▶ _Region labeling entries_
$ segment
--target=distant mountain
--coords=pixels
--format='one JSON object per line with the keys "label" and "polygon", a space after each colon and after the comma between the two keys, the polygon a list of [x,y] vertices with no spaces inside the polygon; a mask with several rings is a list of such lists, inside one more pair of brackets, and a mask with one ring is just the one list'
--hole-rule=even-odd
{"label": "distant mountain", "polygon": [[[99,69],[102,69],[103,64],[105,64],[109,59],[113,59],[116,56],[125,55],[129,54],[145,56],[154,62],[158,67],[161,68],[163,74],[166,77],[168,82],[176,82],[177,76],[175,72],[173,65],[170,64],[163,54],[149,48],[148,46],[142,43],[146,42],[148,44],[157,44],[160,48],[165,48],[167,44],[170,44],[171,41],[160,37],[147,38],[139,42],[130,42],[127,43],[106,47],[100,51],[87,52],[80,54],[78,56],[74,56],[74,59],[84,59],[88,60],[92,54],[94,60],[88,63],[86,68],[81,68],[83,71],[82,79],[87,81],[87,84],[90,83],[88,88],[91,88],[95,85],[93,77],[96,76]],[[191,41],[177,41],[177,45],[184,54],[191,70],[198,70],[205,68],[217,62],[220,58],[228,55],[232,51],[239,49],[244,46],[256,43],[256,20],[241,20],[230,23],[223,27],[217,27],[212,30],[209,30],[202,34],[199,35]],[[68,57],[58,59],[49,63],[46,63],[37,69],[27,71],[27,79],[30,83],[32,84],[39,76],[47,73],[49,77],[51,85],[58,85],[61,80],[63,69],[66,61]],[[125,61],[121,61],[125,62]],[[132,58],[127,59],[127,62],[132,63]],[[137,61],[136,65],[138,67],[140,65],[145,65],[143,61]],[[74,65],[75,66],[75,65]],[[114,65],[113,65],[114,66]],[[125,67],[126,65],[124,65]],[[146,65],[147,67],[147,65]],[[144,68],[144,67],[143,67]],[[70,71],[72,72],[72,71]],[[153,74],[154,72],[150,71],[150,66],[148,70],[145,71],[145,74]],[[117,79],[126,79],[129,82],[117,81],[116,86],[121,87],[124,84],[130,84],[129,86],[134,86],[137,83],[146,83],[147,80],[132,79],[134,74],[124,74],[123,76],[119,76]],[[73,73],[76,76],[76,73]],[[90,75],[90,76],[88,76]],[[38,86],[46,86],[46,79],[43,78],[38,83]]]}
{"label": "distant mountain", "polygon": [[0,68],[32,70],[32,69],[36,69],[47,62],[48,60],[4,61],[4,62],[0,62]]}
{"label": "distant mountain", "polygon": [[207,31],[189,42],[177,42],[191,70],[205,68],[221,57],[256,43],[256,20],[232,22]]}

▶ _DESCRIPTION OF THE TASK_
Copy every one of the rows above verbatim, line by line, without changing anything.

▶ _TASK OUTPUT_
$ segment
--target=distant mountain
--coords=pixels
--format='one JSON object per line with the keys "label" and "polygon", a space after each colon and after the comma between the two keys, the polygon a list of [x,y] vertices with no spaces inside the polygon; a mask with several rings is a list of such lists, inside one more pair of brackets, and a mask with one ring is just the one list'
--hole-rule=even-odd
{"label": "distant mountain", "polygon": [[[99,69],[102,69],[103,64],[105,64],[109,59],[113,59],[116,56],[125,55],[129,54],[145,56],[154,62],[158,67],[161,68],[163,74],[166,77],[168,82],[176,82],[177,76],[175,72],[173,65],[170,64],[163,54],[149,48],[148,46],[142,43],[146,42],[148,44],[157,44],[160,48],[165,48],[167,44],[170,44],[171,41],[160,37],[147,38],[139,42],[130,42],[127,43],[106,47],[100,51],[87,52],[80,54],[78,56],[74,56],[74,59],[84,59],[88,60],[92,54],[94,60],[88,63],[86,68],[81,68],[83,71],[82,79],[87,81],[87,84],[90,83],[88,88],[91,88],[95,85],[93,77],[96,76]],[[191,41],[177,41],[177,45],[184,54],[191,70],[198,70],[205,68],[217,62],[220,58],[228,55],[232,51],[239,49],[244,46],[256,43],[256,20],[241,20],[230,23],[223,27],[217,27],[212,30],[209,30],[202,34],[199,35]],[[68,57],[58,59],[49,63],[46,63],[37,69],[27,71],[27,79],[30,83],[32,84],[39,76],[47,73],[49,77],[51,85],[58,85],[61,80],[63,69],[66,61]],[[125,61],[121,61],[125,62]],[[132,58],[127,59],[127,62],[132,63]],[[137,61],[136,65],[138,67],[140,65],[145,65],[143,61]],[[74,65],[75,66],[75,65]],[[114,65],[113,65],[114,66]],[[125,67],[126,65],[124,65]],[[146,65],[147,67],[147,65]],[[144,68],[144,67],[143,67]],[[70,71],[72,72],[72,71]],[[153,74],[154,72],[150,71],[150,66],[148,70],[145,71],[145,74]],[[117,79],[126,79],[129,82],[117,81],[116,86],[121,87],[124,84],[130,84],[129,86],[134,86],[137,83],[146,83],[147,80],[132,79],[134,74],[124,74],[123,76],[119,76]],[[73,73],[76,76],[76,73]],[[90,75],[90,76],[88,76]],[[38,86],[46,86],[46,79],[43,78],[38,83]]]}
{"label": "distant mountain", "polygon": [[0,68],[32,70],[32,69],[36,69],[47,62],[48,60],[4,61],[4,62],[0,62]]}
{"label": "distant mountain", "polygon": [[207,31],[189,42],[177,42],[191,70],[205,68],[221,57],[256,43],[256,20],[232,22]]}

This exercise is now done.